Texto de lectura »
▶
 
          Pero los elementos y materiales que la técnica iba ofreciendo también llegaban aquí y en junio de 1813 el ayuntamiento encargó a Sevilla “mil cien caños de varro para cañería” para instalar en los principales puntos, que se consideraba que eran la Pila de la plaza principal, la Alameda de la Marina y la aguada a los buques. El material, que debía ser de lo más avanzado al especificarse que eran nada menos que “de dos cochuras y vidriados”, se recibió en febrero del siguiente año, pero por avería gruesa del barco Nuestra Señora del Carmen que lo transportaba, su capitán Manuel de Oria, sólo llegaron sanos 671 caños, el 61 por ciento de los encargados. La broma había costado 6.726 reales.
 
          No conocemos el lugar al que se destinaron los caños que habían llegado sanos y salvos, pero seguro que no fue la Alameda pues al poco tiempo el alcalde Enrique Casalon pedía presupuesto para sustituir en el citado paseo de la Marina “la atarjea de madera por caños de plomo”. En 1821 el alcalde del agua Antonio Cifra reclamaba 5.362 reales vellón que había adelantado para comprar diez quintales de plomo para hacer los caños de la Alameda. El plomo se siguió utilizando durante años como, por ejemplo, para conducir el agua a la fuente de Morales por una cañería que pasaba por los bajos del puente del Cabo protegida por un forro de madera. Curiosamente, en alguna ocasión se denunció el robo de las tablas, pero no del metal que quedaba al descubierto. La razón de ello debía ser que el plomo no servía para hacer fuego.
◀
(Datos recopilados)
▶
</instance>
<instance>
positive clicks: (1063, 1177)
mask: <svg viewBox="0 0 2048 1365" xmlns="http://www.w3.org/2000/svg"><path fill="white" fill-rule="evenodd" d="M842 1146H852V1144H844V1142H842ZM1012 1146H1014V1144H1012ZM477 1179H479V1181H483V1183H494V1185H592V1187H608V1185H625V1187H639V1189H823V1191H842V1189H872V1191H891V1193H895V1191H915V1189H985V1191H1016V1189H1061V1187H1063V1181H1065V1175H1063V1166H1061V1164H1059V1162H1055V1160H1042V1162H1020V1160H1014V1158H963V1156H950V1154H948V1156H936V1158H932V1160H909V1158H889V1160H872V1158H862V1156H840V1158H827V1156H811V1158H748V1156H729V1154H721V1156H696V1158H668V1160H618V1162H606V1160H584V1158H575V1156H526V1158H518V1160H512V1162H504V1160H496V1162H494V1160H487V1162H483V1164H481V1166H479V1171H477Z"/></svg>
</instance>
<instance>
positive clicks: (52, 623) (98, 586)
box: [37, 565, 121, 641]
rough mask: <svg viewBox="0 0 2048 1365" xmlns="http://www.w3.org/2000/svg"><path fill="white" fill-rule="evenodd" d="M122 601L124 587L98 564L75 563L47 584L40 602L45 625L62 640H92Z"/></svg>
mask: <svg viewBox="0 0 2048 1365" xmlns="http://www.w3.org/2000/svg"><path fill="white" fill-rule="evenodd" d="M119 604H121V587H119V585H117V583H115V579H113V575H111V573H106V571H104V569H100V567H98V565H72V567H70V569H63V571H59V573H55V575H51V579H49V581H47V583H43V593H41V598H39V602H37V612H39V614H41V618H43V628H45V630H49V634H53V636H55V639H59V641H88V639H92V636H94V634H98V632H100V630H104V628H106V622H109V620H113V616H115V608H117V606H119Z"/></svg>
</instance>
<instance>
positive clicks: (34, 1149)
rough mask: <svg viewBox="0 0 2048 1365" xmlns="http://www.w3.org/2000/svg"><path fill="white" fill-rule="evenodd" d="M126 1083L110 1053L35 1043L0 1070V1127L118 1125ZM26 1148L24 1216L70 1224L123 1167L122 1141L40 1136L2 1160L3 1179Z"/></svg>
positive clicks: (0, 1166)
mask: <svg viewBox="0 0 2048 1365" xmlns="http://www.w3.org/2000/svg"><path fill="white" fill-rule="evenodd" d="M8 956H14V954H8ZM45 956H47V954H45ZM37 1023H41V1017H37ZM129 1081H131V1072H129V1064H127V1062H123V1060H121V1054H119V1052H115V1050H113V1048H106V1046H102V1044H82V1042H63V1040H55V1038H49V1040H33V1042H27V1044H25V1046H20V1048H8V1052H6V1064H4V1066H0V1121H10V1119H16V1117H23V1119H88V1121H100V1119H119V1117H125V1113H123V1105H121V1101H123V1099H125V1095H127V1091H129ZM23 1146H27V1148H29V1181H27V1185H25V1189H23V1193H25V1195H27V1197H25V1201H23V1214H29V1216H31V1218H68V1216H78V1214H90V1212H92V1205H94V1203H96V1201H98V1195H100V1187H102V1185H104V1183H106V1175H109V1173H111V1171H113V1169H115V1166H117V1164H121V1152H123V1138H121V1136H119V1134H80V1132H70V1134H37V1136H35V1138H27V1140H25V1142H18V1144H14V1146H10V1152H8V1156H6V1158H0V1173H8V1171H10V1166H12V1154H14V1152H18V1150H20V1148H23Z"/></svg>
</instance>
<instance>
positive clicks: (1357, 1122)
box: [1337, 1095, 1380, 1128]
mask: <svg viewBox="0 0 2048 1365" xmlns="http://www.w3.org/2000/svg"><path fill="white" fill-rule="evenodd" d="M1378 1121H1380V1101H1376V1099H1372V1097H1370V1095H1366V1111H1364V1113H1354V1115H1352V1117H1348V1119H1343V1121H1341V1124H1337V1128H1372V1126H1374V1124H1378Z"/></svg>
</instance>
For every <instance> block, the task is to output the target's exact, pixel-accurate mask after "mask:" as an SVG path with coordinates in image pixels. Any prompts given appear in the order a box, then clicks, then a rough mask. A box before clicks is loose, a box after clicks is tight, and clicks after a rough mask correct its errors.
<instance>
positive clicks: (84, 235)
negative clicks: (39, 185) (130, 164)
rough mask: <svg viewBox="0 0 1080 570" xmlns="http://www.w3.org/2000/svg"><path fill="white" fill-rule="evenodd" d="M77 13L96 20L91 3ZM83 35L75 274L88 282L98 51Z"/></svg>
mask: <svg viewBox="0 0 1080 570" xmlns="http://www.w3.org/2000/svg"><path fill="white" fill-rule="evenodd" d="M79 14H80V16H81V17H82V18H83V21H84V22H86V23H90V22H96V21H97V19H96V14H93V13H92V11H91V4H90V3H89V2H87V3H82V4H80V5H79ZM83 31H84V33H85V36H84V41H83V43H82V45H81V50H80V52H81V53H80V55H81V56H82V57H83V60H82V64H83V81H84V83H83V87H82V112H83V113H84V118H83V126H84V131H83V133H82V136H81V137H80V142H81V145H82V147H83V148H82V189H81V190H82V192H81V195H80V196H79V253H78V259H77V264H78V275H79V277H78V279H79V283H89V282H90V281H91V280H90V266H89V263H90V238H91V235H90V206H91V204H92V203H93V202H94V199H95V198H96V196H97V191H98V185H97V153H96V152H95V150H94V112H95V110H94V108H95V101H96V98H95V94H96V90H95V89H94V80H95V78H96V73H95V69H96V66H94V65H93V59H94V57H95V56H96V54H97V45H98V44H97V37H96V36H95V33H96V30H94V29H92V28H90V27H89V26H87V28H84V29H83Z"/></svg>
◀
Preguntas »
1. ¿Cuántos caños llegaron sanos según el texto sobre las cañerías de agua?
2. Escribe la continuación del texto sobre las cañerías de agua a partir de su última frase.

Respuestas »
1. Llegaron sanos 671 caños.

2.
          Pero el verdadero problema era la conservación de las atarjeas y conducciones para la distribución del agua. Los alcaldes del agua, año tras años, no cesaban de denunciar el mal estado en que se encontraba la red y la falta de recursos para remediar  las grandes pérdidas de caudal, lo que obligaba a recabar la colaboración de los vecinos con drásticas medidas. Por ejemplo, no se permitió que Lucas Vizcaíno pasara el agua por la calle del Pilar como acostumbraba para el riego de su huerta, porque en 1819 se había comprometido a pagar la parte de la obra que le correspondía y cuatro años después aún no había cumplido. También a Santiago Andreu, que había hecho un estanque en la calle San Francisco, se le negó el agua mientras no pagara su parte de la atarjea. En ocasiones las deficiencias eran de otro tipo, como cuando veintiocho vecinos se quejaron al alcalde porque la atarjea que pasaba por detrás del Pilar estaba mal trazada, el agua se estancaba, retrocedía y no llegaba a sus propiedades, de lo que se aprovechaban las huertas de Casalon y Cambreleng.
 
        El problema era agenciar recursos y se dice en el ayuntamiento que “son infinitos los extranjeros que llegan  a esta Villa y abren tienda al menudeo sin licencia alguna”, cuando deberían ponerlo en conocimiento del alcalde y obtener permiso previo pago de 10 a 40 duros, “que se aplicarán al fondo del agua para las necesarias obras de las atarjeas”. Faltaba mucho por hacer. Vecinos de los barrios de Vilaflor y Consolación exponían que en la zona había dieciséis aljibes que se surtían de las lluvias y ninguno de las atarjeas, por lo que pedían se hiciera una desde el Hospital militar, situado entonces donde años después se construyó Capitanía, haciendo ellos por su cuenta los desvíos hacia sus propiedades. Así se hizo, pero no para contentar a los vecinos sino para regar los árboles del paseo de la Concordia. También se reparó la atarjea que surtía los aljibes de la calle de la Cruz Verde, cuyo costo se prorrateó entre los vecinos.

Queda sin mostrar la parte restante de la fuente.